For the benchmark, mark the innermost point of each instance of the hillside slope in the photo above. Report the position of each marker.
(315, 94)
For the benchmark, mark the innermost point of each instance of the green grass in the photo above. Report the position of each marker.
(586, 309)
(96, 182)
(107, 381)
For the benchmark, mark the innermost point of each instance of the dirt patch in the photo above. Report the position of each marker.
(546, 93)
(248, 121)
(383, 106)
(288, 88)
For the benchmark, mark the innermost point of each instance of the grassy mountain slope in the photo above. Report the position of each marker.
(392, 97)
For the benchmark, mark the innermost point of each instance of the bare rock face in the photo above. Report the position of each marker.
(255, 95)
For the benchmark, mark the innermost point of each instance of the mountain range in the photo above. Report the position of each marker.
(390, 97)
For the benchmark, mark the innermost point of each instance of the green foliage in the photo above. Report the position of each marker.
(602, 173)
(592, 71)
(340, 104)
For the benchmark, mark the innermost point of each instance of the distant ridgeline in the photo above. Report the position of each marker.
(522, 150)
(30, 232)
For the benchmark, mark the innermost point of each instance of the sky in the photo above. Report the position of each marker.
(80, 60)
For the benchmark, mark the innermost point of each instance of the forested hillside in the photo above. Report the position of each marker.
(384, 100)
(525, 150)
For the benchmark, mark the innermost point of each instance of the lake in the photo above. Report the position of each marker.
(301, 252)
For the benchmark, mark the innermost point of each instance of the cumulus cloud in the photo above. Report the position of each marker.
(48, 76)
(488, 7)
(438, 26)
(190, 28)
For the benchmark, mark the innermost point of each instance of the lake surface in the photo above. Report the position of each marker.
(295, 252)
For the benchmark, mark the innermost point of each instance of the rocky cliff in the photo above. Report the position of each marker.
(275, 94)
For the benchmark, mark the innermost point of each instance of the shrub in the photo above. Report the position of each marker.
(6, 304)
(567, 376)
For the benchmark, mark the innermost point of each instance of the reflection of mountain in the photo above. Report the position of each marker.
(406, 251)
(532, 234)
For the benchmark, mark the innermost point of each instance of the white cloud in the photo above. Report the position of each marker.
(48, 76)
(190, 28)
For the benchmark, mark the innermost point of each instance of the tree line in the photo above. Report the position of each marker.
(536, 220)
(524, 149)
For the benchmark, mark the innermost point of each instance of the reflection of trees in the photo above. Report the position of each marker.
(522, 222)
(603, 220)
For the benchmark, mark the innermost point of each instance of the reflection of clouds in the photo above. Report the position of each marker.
---------------
** Description of the task **
Reproduce word for word everything from the line containing "of the cumulus" down to the final line above, including both.

** Expected answer **
For the benchmark, mark the innermost point of each instance of the cumulus cloud in the photo above. Report the position of each marker.
(48, 76)
(488, 7)
(438, 26)
(190, 28)
For the benchmark, mark the innermost point of each instance of the lake surface in the photo above. Report the position of each marker.
(295, 252)
For the benchmark, mark the innermost point of each instance of the rocky cliff in the photo above. Report the position of each marker.
(275, 94)
For the benchmark, mark the innermost point of each instance of the shrub in the photo above. Report the position of each marker.
(6, 304)
(567, 376)
For the benchmark, mark the innermost point of each instance of the reflection of mountain in the photo above. Report the position of each marker.
(406, 251)
(532, 234)
For the benchmark, mark the innermost point of each instance of the white cloud in the photo above. Report the position of each marker.
(48, 76)
(190, 28)
For the benchmark, mark the innermost point of each instance of the tree line in the photo above. Report the position of each marker.
(536, 220)
(524, 149)
For the benchmark, mark the innermost point of each instance of the reflection of trees in the photo above. Report the position of each marker.
(522, 222)
(603, 220)
For the benchmark, mark the innermost point of each instance of the reflection of clouds in the photo above. Report the position of each marker.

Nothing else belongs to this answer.